18 is about right in hardwood. Sounds like a good saw. Worth a couple hundred dollars. Use Stihl Ultra mix oil at 45-50:1 and it will stink SOOOOO much less than standard mix oil, AND it wil not only not produce piston-scratching carbon deposits, but it will also gradually soften and remove old deposits as it is used. Lakeside53 reports finding old saws run on it being totally clean inside!
 
I do believe the 034Super was 61.5cc. The 034's were 56cc. Also, I'm not sure but I think some left the factory with .325 b&c and some had 3/8 b&c. An 18 would seem like the most logical choice. But, I think the super would be fine with a 20 as well. That is if you keep your chains sharp(sounds like you do) and your not cutting Hedge all day. I think Bailey's had some great pricing on 18-20 B&C combos. BTW, Get some good mix.
 
I have an 036 that I just got several weeks ago, and I love it. It is basically the exact same as an 034 Super, so you're pretty close in performance. I run an 18" .325 bar and chain, and it works well. If the 16" B/C you are already running will fit the 034, then I'd keep it the same so that I could use the same parts on both saws. If you need a longer bar on occation, it's easy enough to keep a longer bar and chain and a rim to match. For firewood, 16" should be more than enough, and on an 034 it should be tough to bog it down.

* * * * * * * * *

- **Goals**
A. Answer these questions using the chainsaw discussion.
(i) At what ratio does the first post say to mix Stihl Ultra mix oil?
(ii) What displacement does the second post give for the 034's?
(iii) What size bar and chain does the owner of the 036 run?
B. Write another reply that could come next in the chainsaw discussion.

[Dataset rows]
* * * * * * * * *

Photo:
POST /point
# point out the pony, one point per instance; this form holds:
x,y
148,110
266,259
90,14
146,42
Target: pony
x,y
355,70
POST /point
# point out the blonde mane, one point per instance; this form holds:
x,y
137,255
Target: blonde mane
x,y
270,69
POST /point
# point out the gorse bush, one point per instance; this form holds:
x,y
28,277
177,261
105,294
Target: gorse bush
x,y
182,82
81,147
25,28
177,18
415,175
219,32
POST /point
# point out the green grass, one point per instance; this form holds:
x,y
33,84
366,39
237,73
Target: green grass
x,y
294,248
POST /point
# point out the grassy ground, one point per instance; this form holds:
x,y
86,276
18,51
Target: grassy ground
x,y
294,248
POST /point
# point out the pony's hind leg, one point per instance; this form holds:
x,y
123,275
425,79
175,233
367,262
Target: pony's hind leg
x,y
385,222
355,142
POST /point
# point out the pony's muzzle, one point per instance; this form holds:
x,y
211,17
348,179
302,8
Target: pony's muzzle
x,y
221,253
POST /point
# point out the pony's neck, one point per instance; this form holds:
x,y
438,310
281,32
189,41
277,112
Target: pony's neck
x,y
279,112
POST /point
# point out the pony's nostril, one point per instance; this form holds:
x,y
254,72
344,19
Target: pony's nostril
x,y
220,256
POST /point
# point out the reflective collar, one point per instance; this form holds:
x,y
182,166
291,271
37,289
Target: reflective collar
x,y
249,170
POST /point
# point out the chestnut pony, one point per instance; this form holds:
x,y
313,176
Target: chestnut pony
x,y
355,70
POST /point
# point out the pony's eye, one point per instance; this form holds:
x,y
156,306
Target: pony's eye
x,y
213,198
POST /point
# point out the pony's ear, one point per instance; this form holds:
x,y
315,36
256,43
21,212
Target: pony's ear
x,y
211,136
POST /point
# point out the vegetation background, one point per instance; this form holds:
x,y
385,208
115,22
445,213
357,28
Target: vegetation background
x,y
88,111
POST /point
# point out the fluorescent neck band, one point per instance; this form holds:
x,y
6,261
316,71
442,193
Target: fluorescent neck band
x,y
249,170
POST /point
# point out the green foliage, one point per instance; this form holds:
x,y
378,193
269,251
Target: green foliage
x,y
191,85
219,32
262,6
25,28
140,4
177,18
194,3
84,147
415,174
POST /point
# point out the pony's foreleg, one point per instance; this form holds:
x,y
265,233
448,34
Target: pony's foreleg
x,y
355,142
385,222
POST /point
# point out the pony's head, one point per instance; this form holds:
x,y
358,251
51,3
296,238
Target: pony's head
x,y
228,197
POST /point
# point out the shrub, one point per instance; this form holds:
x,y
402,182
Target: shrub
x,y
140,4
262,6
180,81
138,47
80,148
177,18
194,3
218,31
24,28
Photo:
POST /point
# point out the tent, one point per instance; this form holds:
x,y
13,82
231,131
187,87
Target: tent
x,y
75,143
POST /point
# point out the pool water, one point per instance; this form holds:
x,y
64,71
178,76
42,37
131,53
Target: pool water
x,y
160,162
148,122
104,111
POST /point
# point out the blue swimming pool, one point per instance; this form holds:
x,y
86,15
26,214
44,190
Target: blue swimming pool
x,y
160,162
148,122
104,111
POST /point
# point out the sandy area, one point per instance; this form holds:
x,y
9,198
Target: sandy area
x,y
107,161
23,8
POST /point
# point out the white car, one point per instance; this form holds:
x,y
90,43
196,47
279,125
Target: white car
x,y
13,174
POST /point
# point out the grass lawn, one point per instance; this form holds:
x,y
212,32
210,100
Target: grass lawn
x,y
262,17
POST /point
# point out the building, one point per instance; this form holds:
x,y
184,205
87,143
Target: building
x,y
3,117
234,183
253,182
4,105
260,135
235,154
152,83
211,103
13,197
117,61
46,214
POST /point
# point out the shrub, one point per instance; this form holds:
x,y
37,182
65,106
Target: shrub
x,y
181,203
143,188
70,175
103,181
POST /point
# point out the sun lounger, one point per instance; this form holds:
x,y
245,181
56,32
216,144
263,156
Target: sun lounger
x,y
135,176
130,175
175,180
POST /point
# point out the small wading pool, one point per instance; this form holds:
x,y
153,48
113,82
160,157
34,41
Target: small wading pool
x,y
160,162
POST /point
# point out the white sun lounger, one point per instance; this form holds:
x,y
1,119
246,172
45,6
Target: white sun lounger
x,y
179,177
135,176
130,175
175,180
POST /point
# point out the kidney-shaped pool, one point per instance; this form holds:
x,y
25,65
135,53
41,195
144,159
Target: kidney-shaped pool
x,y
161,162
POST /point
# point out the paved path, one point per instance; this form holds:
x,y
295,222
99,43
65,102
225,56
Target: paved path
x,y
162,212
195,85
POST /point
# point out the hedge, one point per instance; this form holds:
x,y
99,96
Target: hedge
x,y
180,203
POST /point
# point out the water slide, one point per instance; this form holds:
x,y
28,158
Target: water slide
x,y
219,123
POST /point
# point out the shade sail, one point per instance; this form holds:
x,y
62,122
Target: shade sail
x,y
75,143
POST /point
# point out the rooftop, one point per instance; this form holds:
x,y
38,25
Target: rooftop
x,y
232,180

* * * * * * * * *

- **Answer list**
A.
(i) 45-50:1
(ii) 56cc
(iii) An 18" .325 bar and chain

B.
Just 2 bits from another new guy,
Mark
 
thanks

i think im gonna start with the 18 in bar, i dont cut too many hard woods, mostly poplar yes i know that poplat is considerd a hardwood, but its really not a hard wood. am going to try to get into some ash and oak. so i dont see a reason to go to a 20, but may have its use some day.

i put some fresh gas and oil in it. i run ams oil in all my stuff and have had good luck with it. from weed eater, ice auger, lawn mower, and my other saw. should i stray away from the ams oil and go to the stihl ulta? ive been running the ams oil at 45-50:1, and what i read there is no reason i cant go even leaner that that, but i dont trust it.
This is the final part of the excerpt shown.